Text segment >>

Scientists are hoping to extract DNA from a piece of jawbone found in Devon thought to be from a Neanderthal man who roamed Britain 35,000 years ago.
The fragment was found in Torquay.(Image:Torquay Museum)
Experts plan to use an upper jaw tooth to establish whether the closest relative of modern humans lived on the British Isles later than thought.
The jaw fragment was found at Kents Cavern in Torquay in 1927 and was originally thought to be human.
But experts now think it could date back even further.
Professor Chris Stringer, research leader in human origins at the Natural History Museum, said it was a critical test that could have "historic" results.
Torquay Museum in Devon, which looks after the piece of jaw bone, has agreed in principle to the DNA test and carbon dating tests, he said.
The only late Neanderthal fossils on the British Isles were found on the Channel Islands around 1910.
MODERN HUMANS AND NEANDERTHALS
Neanderthals evolve about 250,000 years ago
Their range extends from Europe to Central Asia and the Middle East
Modern humans leave Africa about 60,000 years ago and arrive in Europe around 40,000 years ago
By 27,000 years ago, the Neanderthals are extinct
Possible reasons include climate change and competition with modern humans
However, Prof Stringer said the teeth discovered at the site date back to a time when the island was joined to France around 50,000 years ago.

Point localization data >>
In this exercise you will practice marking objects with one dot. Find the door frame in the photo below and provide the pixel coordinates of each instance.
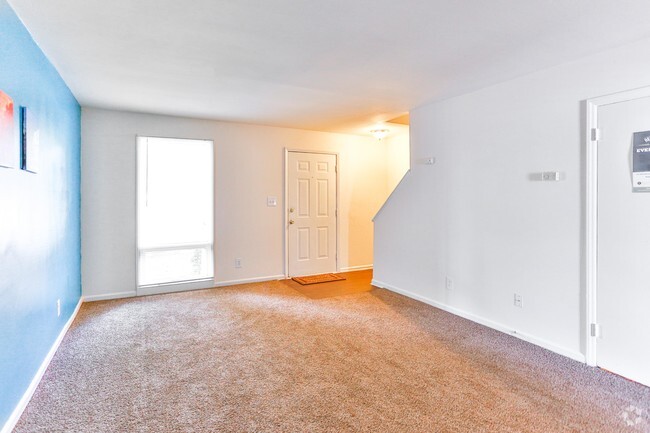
(285, 219)
(591, 212)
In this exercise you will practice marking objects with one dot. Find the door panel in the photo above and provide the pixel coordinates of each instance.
(311, 205)
(623, 294)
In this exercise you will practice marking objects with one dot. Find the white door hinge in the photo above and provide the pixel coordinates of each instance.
(595, 330)
(595, 134)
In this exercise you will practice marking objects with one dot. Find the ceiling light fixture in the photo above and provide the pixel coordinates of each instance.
(379, 133)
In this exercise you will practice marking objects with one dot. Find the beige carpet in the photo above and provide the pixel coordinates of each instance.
(317, 279)
(264, 358)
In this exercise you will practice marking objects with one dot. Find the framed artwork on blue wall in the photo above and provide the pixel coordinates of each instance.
(8, 148)
(30, 140)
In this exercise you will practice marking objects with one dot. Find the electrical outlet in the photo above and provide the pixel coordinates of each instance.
(449, 283)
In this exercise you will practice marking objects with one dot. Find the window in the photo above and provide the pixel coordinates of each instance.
(175, 210)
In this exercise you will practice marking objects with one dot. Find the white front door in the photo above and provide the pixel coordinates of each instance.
(311, 213)
(623, 288)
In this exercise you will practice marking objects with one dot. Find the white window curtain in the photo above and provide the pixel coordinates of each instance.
(175, 210)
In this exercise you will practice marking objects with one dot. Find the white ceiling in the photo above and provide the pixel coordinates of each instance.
(331, 65)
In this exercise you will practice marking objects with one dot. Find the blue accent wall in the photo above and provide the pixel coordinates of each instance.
(40, 259)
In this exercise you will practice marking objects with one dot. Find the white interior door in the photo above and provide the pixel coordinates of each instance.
(311, 213)
(623, 289)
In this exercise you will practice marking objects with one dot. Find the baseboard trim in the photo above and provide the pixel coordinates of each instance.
(249, 280)
(356, 268)
(108, 296)
(29, 393)
(577, 356)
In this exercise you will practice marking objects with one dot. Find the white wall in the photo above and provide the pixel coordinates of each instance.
(249, 166)
(478, 217)
(398, 154)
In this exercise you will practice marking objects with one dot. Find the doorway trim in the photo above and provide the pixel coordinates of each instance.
(285, 219)
(591, 212)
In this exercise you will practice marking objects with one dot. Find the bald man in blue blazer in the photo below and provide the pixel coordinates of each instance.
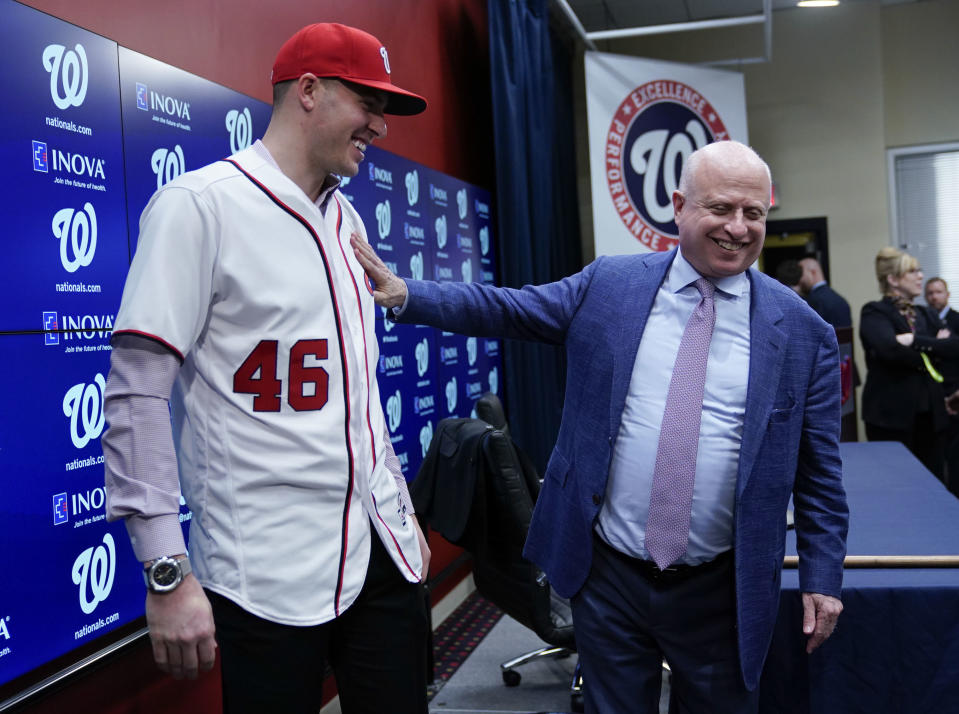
(769, 429)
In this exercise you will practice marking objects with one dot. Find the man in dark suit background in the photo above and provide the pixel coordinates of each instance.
(937, 298)
(830, 305)
(768, 429)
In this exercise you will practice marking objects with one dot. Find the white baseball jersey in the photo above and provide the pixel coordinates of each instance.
(279, 430)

Work to complete >>
A – According to the Neanderthal jawbone article, where and in what year was the jaw fragment found?
B – Extend the Neanderthal jawbone article past its last sentence.
These records come from a different source than the Neanderthal jawbone article.

Answers to the tasks >>
A – At Kents Cavern in Torquay in 1927.

B –
His team has also found evidence which dates the arrival of primitive ancestors in Britain to 700,000 years ago, 200,000 years earlier than previous findings.
They found the archaeological evidence at Pakefield, near Lowestoft, Suffolk, and also plan to continue looking for more evidence in other areas.
Professor Chris Stringer, who is also director of the Ancient Human Occupation of Britain (AHOB) project, said: "Neanderthal DNA is very distinct and would show up clearly in tests.
"It is a critical test as this could be the first late Neanderthal fossil on mainland Britain.
"But it is also historic if there is modern human DNA as this would prove they were here earlier than previously thought.
"Neanderthals are so close to us in time, and a closely related species.
"We have lots of Neanderthal tools but no fossils. The team is excited about the tests but we need a bit of luck as the DNA may not have survived."
Bone spearheads date modern humans living in Britain to 31,000 years ago, 4,000 years later than the earliest finds of modern humans in Europe, he added. Prof Stringer said the roots, crown, size and shape of the tooth, which is thought to date back 35,000 years, would also be studied.